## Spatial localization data

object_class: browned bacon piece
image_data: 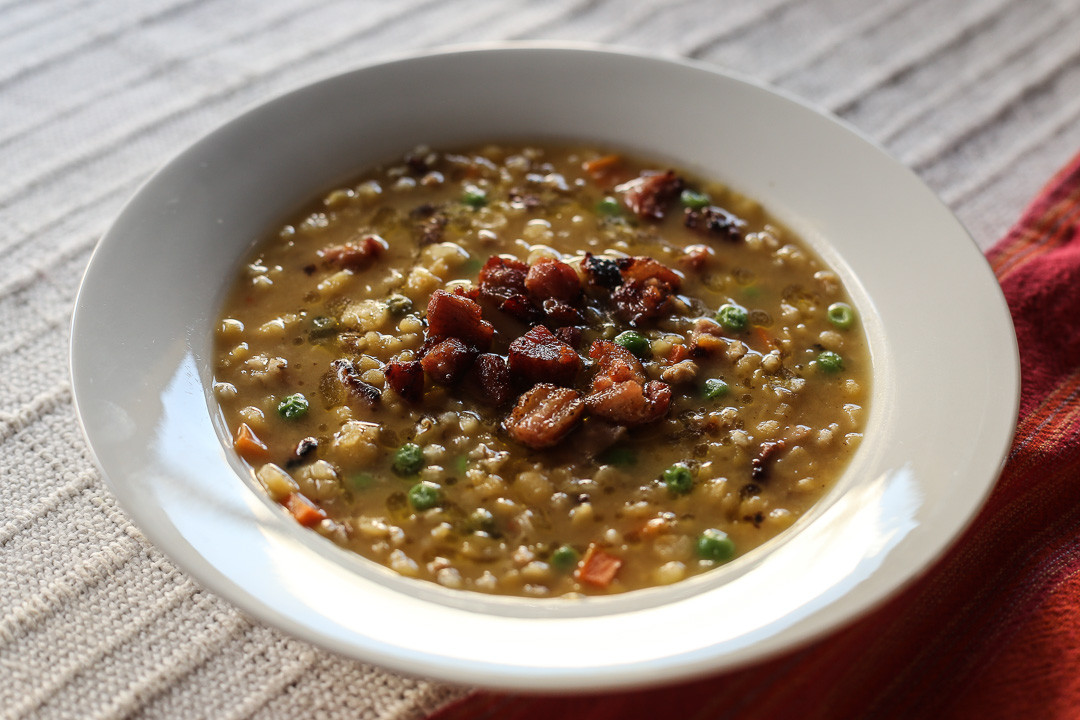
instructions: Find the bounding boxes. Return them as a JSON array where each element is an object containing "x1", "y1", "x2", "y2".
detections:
[
  {"x1": 331, "y1": 358, "x2": 381, "y2": 405},
  {"x1": 318, "y1": 235, "x2": 388, "y2": 269},
  {"x1": 589, "y1": 340, "x2": 646, "y2": 385},
  {"x1": 525, "y1": 258, "x2": 581, "y2": 304},
  {"x1": 751, "y1": 440, "x2": 787, "y2": 481},
  {"x1": 684, "y1": 205, "x2": 747, "y2": 242},
  {"x1": 466, "y1": 353, "x2": 513, "y2": 406},
  {"x1": 617, "y1": 256, "x2": 682, "y2": 289},
  {"x1": 605, "y1": 256, "x2": 682, "y2": 325},
  {"x1": 581, "y1": 253, "x2": 623, "y2": 289},
  {"x1": 508, "y1": 325, "x2": 582, "y2": 387},
  {"x1": 620, "y1": 170, "x2": 684, "y2": 220},
  {"x1": 612, "y1": 279, "x2": 673, "y2": 325},
  {"x1": 478, "y1": 256, "x2": 536, "y2": 322},
  {"x1": 553, "y1": 325, "x2": 583, "y2": 349},
  {"x1": 421, "y1": 337, "x2": 476, "y2": 385},
  {"x1": 542, "y1": 298, "x2": 585, "y2": 327},
  {"x1": 504, "y1": 384, "x2": 585, "y2": 449},
  {"x1": 384, "y1": 359, "x2": 424, "y2": 403},
  {"x1": 479, "y1": 256, "x2": 528, "y2": 300},
  {"x1": 585, "y1": 378, "x2": 672, "y2": 426},
  {"x1": 425, "y1": 290, "x2": 494, "y2": 350}
]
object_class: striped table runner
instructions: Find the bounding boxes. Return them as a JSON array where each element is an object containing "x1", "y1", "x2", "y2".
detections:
[{"x1": 430, "y1": 151, "x2": 1080, "y2": 719}]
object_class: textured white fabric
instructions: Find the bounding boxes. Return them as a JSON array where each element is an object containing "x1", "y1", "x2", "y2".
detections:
[{"x1": 2, "y1": 0, "x2": 1079, "y2": 717}]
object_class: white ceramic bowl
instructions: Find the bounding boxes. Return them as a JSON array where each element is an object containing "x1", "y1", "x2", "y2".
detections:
[{"x1": 70, "y1": 44, "x2": 1018, "y2": 691}]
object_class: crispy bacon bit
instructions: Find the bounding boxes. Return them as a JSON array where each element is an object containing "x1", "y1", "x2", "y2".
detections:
[
  {"x1": 466, "y1": 353, "x2": 512, "y2": 406},
  {"x1": 616, "y1": 256, "x2": 683, "y2": 289},
  {"x1": 605, "y1": 256, "x2": 682, "y2": 326},
  {"x1": 542, "y1": 298, "x2": 585, "y2": 327},
  {"x1": 581, "y1": 253, "x2": 623, "y2": 289},
  {"x1": 285, "y1": 436, "x2": 319, "y2": 468},
  {"x1": 553, "y1": 325, "x2": 583, "y2": 349},
  {"x1": 680, "y1": 244, "x2": 714, "y2": 271},
  {"x1": 587, "y1": 341, "x2": 670, "y2": 424},
  {"x1": 619, "y1": 170, "x2": 684, "y2": 220},
  {"x1": 479, "y1": 256, "x2": 528, "y2": 298},
  {"x1": 318, "y1": 235, "x2": 388, "y2": 269},
  {"x1": 508, "y1": 325, "x2": 582, "y2": 387},
  {"x1": 385, "y1": 359, "x2": 424, "y2": 402},
  {"x1": 421, "y1": 337, "x2": 476, "y2": 385},
  {"x1": 589, "y1": 340, "x2": 646, "y2": 385},
  {"x1": 478, "y1": 256, "x2": 536, "y2": 322},
  {"x1": 586, "y1": 378, "x2": 672, "y2": 426},
  {"x1": 425, "y1": 290, "x2": 493, "y2": 350},
  {"x1": 504, "y1": 384, "x2": 586, "y2": 449},
  {"x1": 751, "y1": 440, "x2": 787, "y2": 481},
  {"x1": 684, "y1": 205, "x2": 747, "y2": 242},
  {"x1": 612, "y1": 279, "x2": 673, "y2": 325},
  {"x1": 331, "y1": 358, "x2": 381, "y2": 405},
  {"x1": 525, "y1": 258, "x2": 582, "y2": 304}
]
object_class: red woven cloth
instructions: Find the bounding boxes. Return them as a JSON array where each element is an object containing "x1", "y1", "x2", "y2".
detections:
[{"x1": 430, "y1": 151, "x2": 1080, "y2": 720}]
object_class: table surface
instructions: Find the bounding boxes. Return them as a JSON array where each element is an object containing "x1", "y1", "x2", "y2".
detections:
[{"x1": 3, "y1": 0, "x2": 1079, "y2": 717}]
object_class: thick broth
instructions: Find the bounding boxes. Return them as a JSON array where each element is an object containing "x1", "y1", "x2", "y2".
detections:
[{"x1": 213, "y1": 144, "x2": 869, "y2": 597}]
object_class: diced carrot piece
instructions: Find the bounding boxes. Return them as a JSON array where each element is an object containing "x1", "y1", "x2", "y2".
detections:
[
  {"x1": 666, "y1": 343, "x2": 690, "y2": 365},
  {"x1": 574, "y1": 543, "x2": 623, "y2": 588},
  {"x1": 582, "y1": 154, "x2": 621, "y2": 176},
  {"x1": 752, "y1": 325, "x2": 778, "y2": 351},
  {"x1": 284, "y1": 493, "x2": 327, "y2": 527},
  {"x1": 582, "y1": 154, "x2": 629, "y2": 188},
  {"x1": 233, "y1": 422, "x2": 269, "y2": 461}
]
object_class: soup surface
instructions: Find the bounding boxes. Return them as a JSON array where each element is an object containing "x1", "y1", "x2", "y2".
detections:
[{"x1": 213, "y1": 144, "x2": 869, "y2": 597}]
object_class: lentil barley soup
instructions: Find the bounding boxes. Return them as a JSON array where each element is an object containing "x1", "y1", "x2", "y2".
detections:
[{"x1": 213, "y1": 144, "x2": 869, "y2": 597}]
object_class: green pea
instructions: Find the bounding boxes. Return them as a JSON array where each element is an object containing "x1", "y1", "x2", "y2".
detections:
[
  {"x1": 703, "y1": 378, "x2": 730, "y2": 399},
  {"x1": 392, "y1": 442, "x2": 425, "y2": 476},
  {"x1": 309, "y1": 316, "x2": 338, "y2": 338},
  {"x1": 662, "y1": 462, "x2": 694, "y2": 495},
  {"x1": 817, "y1": 350, "x2": 844, "y2": 373},
  {"x1": 461, "y1": 186, "x2": 488, "y2": 209},
  {"x1": 827, "y1": 302, "x2": 856, "y2": 330},
  {"x1": 385, "y1": 294, "x2": 414, "y2": 316},
  {"x1": 680, "y1": 189, "x2": 711, "y2": 210},
  {"x1": 408, "y1": 481, "x2": 441, "y2": 511},
  {"x1": 696, "y1": 528, "x2": 736, "y2": 561},
  {"x1": 550, "y1": 545, "x2": 579, "y2": 572},
  {"x1": 614, "y1": 330, "x2": 650, "y2": 358},
  {"x1": 276, "y1": 393, "x2": 309, "y2": 420},
  {"x1": 596, "y1": 196, "x2": 622, "y2": 216},
  {"x1": 715, "y1": 303, "x2": 749, "y2": 332}
]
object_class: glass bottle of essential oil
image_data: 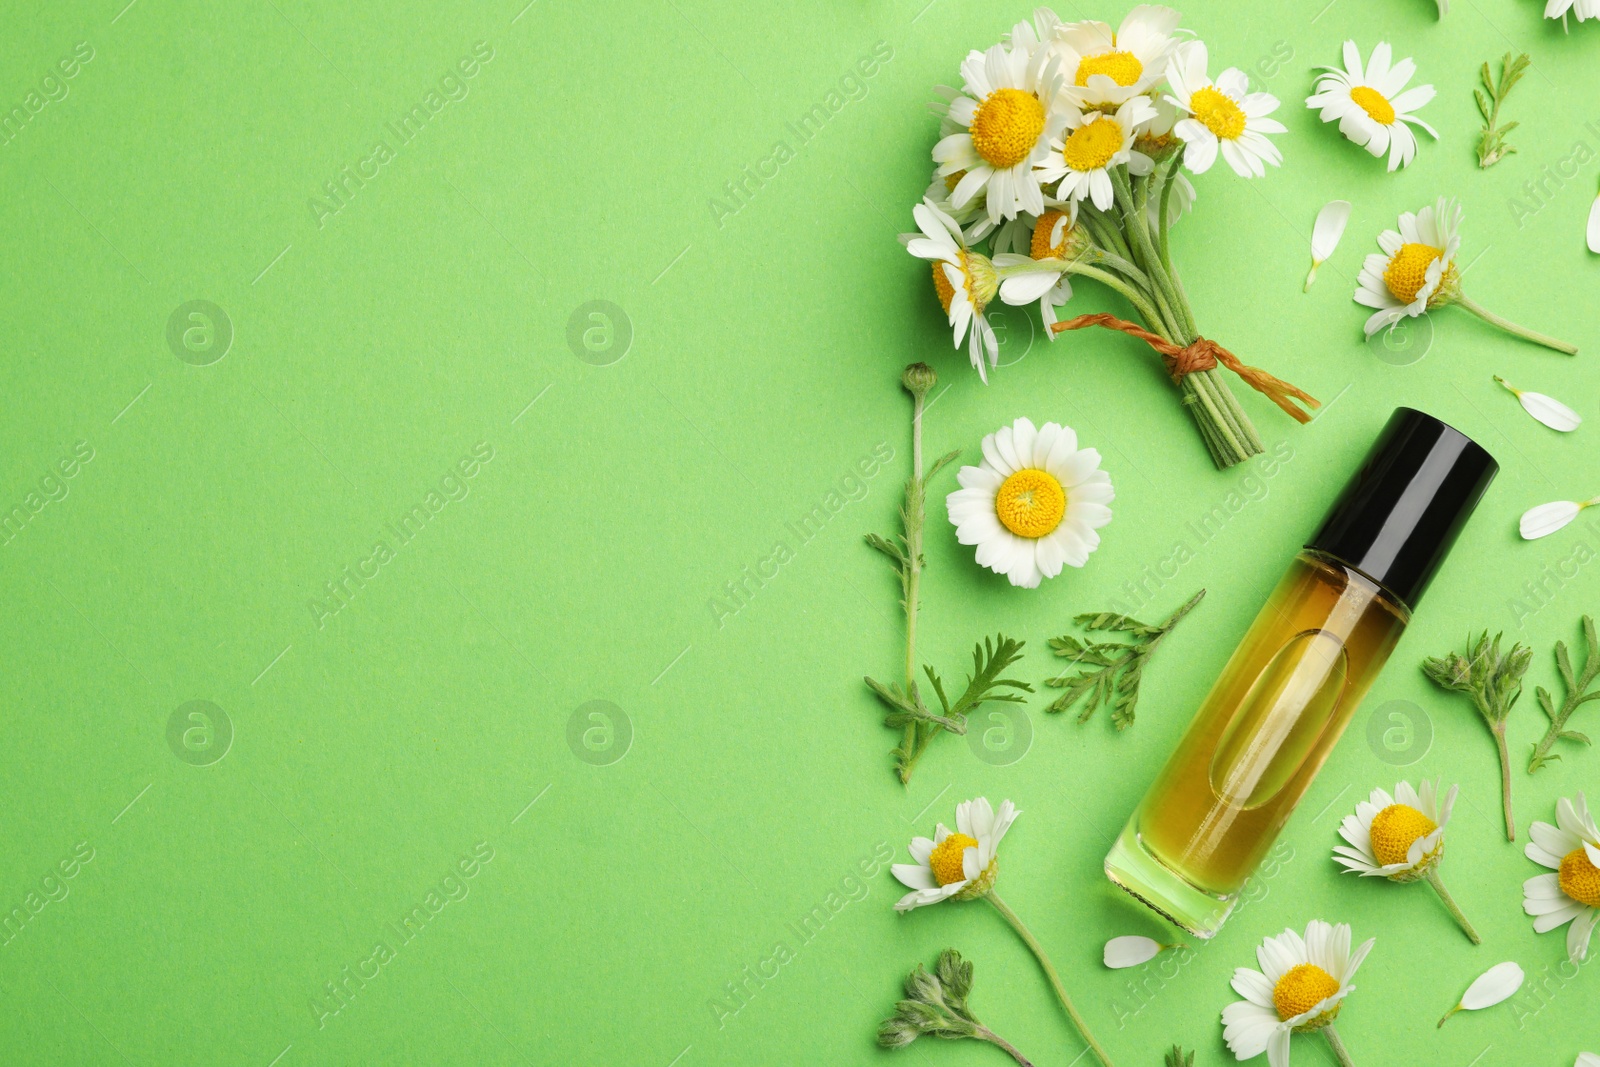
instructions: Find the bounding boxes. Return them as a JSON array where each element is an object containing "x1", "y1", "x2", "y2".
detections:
[{"x1": 1105, "y1": 409, "x2": 1497, "y2": 937}]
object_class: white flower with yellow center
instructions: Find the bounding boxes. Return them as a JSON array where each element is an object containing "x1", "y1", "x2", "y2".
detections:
[
  {"x1": 1352, "y1": 197, "x2": 1577, "y2": 353},
  {"x1": 1165, "y1": 41, "x2": 1285, "y2": 178},
  {"x1": 932, "y1": 37, "x2": 1065, "y2": 225},
  {"x1": 946, "y1": 417, "x2": 1113, "y2": 589},
  {"x1": 1352, "y1": 196, "x2": 1461, "y2": 337},
  {"x1": 901, "y1": 197, "x2": 1001, "y2": 379},
  {"x1": 891, "y1": 797, "x2": 1018, "y2": 911},
  {"x1": 1222, "y1": 920, "x2": 1373, "y2": 1067},
  {"x1": 1306, "y1": 42, "x2": 1437, "y2": 172},
  {"x1": 995, "y1": 207, "x2": 1089, "y2": 333},
  {"x1": 1524, "y1": 791, "x2": 1600, "y2": 963},
  {"x1": 1334, "y1": 779, "x2": 1480, "y2": 942},
  {"x1": 1334, "y1": 779, "x2": 1455, "y2": 881},
  {"x1": 1042, "y1": 5, "x2": 1185, "y2": 107},
  {"x1": 1034, "y1": 95, "x2": 1157, "y2": 211}
]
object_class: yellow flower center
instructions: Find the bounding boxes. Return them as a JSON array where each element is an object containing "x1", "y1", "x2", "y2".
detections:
[
  {"x1": 928, "y1": 832, "x2": 979, "y2": 885},
  {"x1": 1368, "y1": 803, "x2": 1438, "y2": 866},
  {"x1": 1030, "y1": 210, "x2": 1072, "y2": 259},
  {"x1": 943, "y1": 169, "x2": 966, "y2": 193},
  {"x1": 1189, "y1": 86, "x2": 1246, "y2": 141},
  {"x1": 1273, "y1": 963, "x2": 1341, "y2": 1023},
  {"x1": 970, "y1": 88, "x2": 1046, "y2": 169},
  {"x1": 1349, "y1": 85, "x2": 1396, "y2": 125},
  {"x1": 1076, "y1": 50, "x2": 1143, "y2": 87},
  {"x1": 931, "y1": 251, "x2": 995, "y2": 317},
  {"x1": 1383, "y1": 243, "x2": 1444, "y2": 305},
  {"x1": 995, "y1": 469, "x2": 1066, "y2": 538},
  {"x1": 1559, "y1": 846, "x2": 1600, "y2": 908},
  {"x1": 1061, "y1": 116, "x2": 1124, "y2": 172}
]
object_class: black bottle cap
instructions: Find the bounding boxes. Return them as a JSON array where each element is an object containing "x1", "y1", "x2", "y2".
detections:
[{"x1": 1305, "y1": 408, "x2": 1497, "y2": 610}]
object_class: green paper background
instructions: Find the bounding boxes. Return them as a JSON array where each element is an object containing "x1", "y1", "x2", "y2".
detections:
[{"x1": 2, "y1": 0, "x2": 1597, "y2": 1064}]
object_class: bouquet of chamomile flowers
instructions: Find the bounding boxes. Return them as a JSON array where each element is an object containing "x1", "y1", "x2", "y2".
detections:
[{"x1": 902, "y1": 6, "x2": 1318, "y2": 469}]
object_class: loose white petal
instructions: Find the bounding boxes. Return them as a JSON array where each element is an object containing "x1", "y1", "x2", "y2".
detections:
[
  {"x1": 1104, "y1": 936, "x2": 1163, "y2": 968},
  {"x1": 1307, "y1": 200, "x2": 1352, "y2": 292},
  {"x1": 1459, "y1": 961, "x2": 1524, "y2": 1010},
  {"x1": 1589, "y1": 194, "x2": 1600, "y2": 254},
  {"x1": 1577, "y1": 1053, "x2": 1600, "y2": 1067},
  {"x1": 1497, "y1": 376, "x2": 1582, "y2": 431},
  {"x1": 1521, "y1": 500, "x2": 1586, "y2": 540}
]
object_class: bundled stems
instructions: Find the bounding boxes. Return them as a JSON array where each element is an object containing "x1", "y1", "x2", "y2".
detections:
[
  {"x1": 985, "y1": 890, "x2": 1117, "y2": 1067},
  {"x1": 1425, "y1": 867, "x2": 1481, "y2": 944}
]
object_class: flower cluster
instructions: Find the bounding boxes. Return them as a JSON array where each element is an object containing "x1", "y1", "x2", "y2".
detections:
[{"x1": 900, "y1": 6, "x2": 1312, "y2": 470}]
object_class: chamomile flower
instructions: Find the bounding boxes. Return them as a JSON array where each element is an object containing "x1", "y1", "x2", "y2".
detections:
[
  {"x1": 932, "y1": 38, "x2": 1065, "y2": 224},
  {"x1": 890, "y1": 793, "x2": 1118, "y2": 1067},
  {"x1": 1045, "y1": 5, "x2": 1185, "y2": 107},
  {"x1": 1524, "y1": 791, "x2": 1600, "y2": 963},
  {"x1": 996, "y1": 207, "x2": 1089, "y2": 333},
  {"x1": 1353, "y1": 196, "x2": 1461, "y2": 336},
  {"x1": 1222, "y1": 920, "x2": 1373, "y2": 1067},
  {"x1": 901, "y1": 197, "x2": 1001, "y2": 379},
  {"x1": 1165, "y1": 41, "x2": 1284, "y2": 178},
  {"x1": 892, "y1": 797, "x2": 1019, "y2": 911},
  {"x1": 946, "y1": 417, "x2": 1114, "y2": 589},
  {"x1": 1034, "y1": 95, "x2": 1157, "y2": 210},
  {"x1": 1354, "y1": 197, "x2": 1578, "y2": 353},
  {"x1": 1333, "y1": 779, "x2": 1479, "y2": 942},
  {"x1": 1579, "y1": 1054, "x2": 1600, "y2": 1067},
  {"x1": 1307, "y1": 42, "x2": 1437, "y2": 172}
]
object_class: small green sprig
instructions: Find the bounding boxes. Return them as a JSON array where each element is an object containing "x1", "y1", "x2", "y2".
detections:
[
  {"x1": 1475, "y1": 52, "x2": 1531, "y2": 168},
  {"x1": 1422, "y1": 631, "x2": 1532, "y2": 840},
  {"x1": 1044, "y1": 589, "x2": 1205, "y2": 730},
  {"x1": 1163, "y1": 1048, "x2": 1194, "y2": 1067},
  {"x1": 1529, "y1": 615, "x2": 1600, "y2": 773},
  {"x1": 878, "y1": 950, "x2": 1037, "y2": 1067},
  {"x1": 866, "y1": 365, "x2": 1031, "y2": 783}
]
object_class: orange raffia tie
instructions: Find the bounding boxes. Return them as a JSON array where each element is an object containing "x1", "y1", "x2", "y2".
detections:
[{"x1": 1051, "y1": 312, "x2": 1320, "y2": 424}]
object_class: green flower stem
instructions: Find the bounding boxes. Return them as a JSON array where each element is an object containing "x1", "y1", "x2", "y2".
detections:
[
  {"x1": 1456, "y1": 296, "x2": 1578, "y2": 355},
  {"x1": 1088, "y1": 249, "x2": 1153, "y2": 291},
  {"x1": 1494, "y1": 723, "x2": 1515, "y2": 841},
  {"x1": 899, "y1": 384, "x2": 928, "y2": 783},
  {"x1": 1155, "y1": 153, "x2": 1184, "y2": 268},
  {"x1": 1082, "y1": 207, "x2": 1135, "y2": 264},
  {"x1": 986, "y1": 890, "x2": 1117, "y2": 1067},
  {"x1": 1323, "y1": 1024, "x2": 1357, "y2": 1067},
  {"x1": 1424, "y1": 866, "x2": 1481, "y2": 944},
  {"x1": 976, "y1": 1026, "x2": 1036, "y2": 1067},
  {"x1": 1113, "y1": 170, "x2": 1186, "y2": 340},
  {"x1": 1008, "y1": 258, "x2": 1169, "y2": 338}
]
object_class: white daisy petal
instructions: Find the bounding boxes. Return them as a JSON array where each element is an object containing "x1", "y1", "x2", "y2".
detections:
[
  {"x1": 1568, "y1": 907, "x2": 1599, "y2": 961},
  {"x1": 1457, "y1": 961, "x2": 1525, "y2": 1011},
  {"x1": 1104, "y1": 935, "x2": 1163, "y2": 969},
  {"x1": 1588, "y1": 194, "x2": 1600, "y2": 254},
  {"x1": 1306, "y1": 200, "x2": 1352, "y2": 290},
  {"x1": 1497, "y1": 376, "x2": 1582, "y2": 432},
  {"x1": 1521, "y1": 500, "x2": 1585, "y2": 540}
]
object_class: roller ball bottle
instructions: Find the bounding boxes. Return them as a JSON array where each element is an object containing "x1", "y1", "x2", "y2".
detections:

## WHAT IS NEEDED
What is asked for is an exact copy of the lines above from the one containing "object_class: white ceramic bowl" through the one containing "object_class: table surface", and only those.

## EXPECTED OUTPUT
object_class: white ceramic bowl
instructions: Find the bounding boxes. Return them as a JSON array where each element is an object containing "x1", "y1", "x2", "y2".
detections:
[{"x1": 70, "y1": 44, "x2": 1018, "y2": 691}]
object_class: crispy bacon bit
instructions: Find the bounding boxes. Return them as a JSON array where each element is an object containing "x1", "y1", "x2", "y2".
detections:
[
  {"x1": 466, "y1": 353, "x2": 512, "y2": 406},
  {"x1": 616, "y1": 256, "x2": 683, "y2": 289},
  {"x1": 605, "y1": 256, "x2": 682, "y2": 326},
  {"x1": 542, "y1": 298, "x2": 585, "y2": 327},
  {"x1": 581, "y1": 253, "x2": 623, "y2": 289},
  {"x1": 285, "y1": 436, "x2": 319, "y2": 468},
  {"x1": 553, "y1": 325, "x2": 583, "y2": 349},
  {"x1": 680, "y1": 244, "x2": 714, "y2": 271},
  {"x1": 587, "y1": 341, "x2": 670, "y2": 424},
  {"x1": 619, "y1": 170, "x2": 684, "y2": 220},
  {"x1": 479, "y1": 256, "x2": 528, "y2": 298},
  {"x1": 318, "y1": 235, "x2": 388, "y2": 269},
  {"x1": 508, "y1": 325, "x2": 582, "y2": 387},
  {"x1": 385, "y1": 359, "x2": 424, "y2": 402},
  {"x1": 421, "y1": 337, "x2": 476, "y2": 385},
  {"x1": 589, "y1": 340, "x2": 646, "y2": 385},
  {"x1": 478, "y1": 256, "x2": 536, "y2": 322},
  {"x1": 586, "y1": 378, "x2": 672, "y2": 426},
  {"x1": 425, "y1": 290, "x2": 493, "y2": 350},
  {"x1": 504, "y1": 384, "x2": 586, "y2": 449},
  {"x1": 751, "y1": 440, "x2": 787, "y2": 481},
  {"x1": 684, "y1": 205, "x2": 747, "y2": 242},
  {"x1": 612, "y1": 279, "x2": 673, "y2": 325},
  {"x1": 331, "y1": 358, "x2": 381, "y2": 405},
  {"x1": 525, "y1": 258, "x2": 582, "y2": 304}
]
object_class: red woven cloth
instructions: Find the bounding boxes. Return them as a JSON array where each element is an object containing "x1", "y1", "x2", "y2".
detections:
[{"x1": 430, "y1": 151, "x2": 1080, "y2": 720}]
object_class: table surface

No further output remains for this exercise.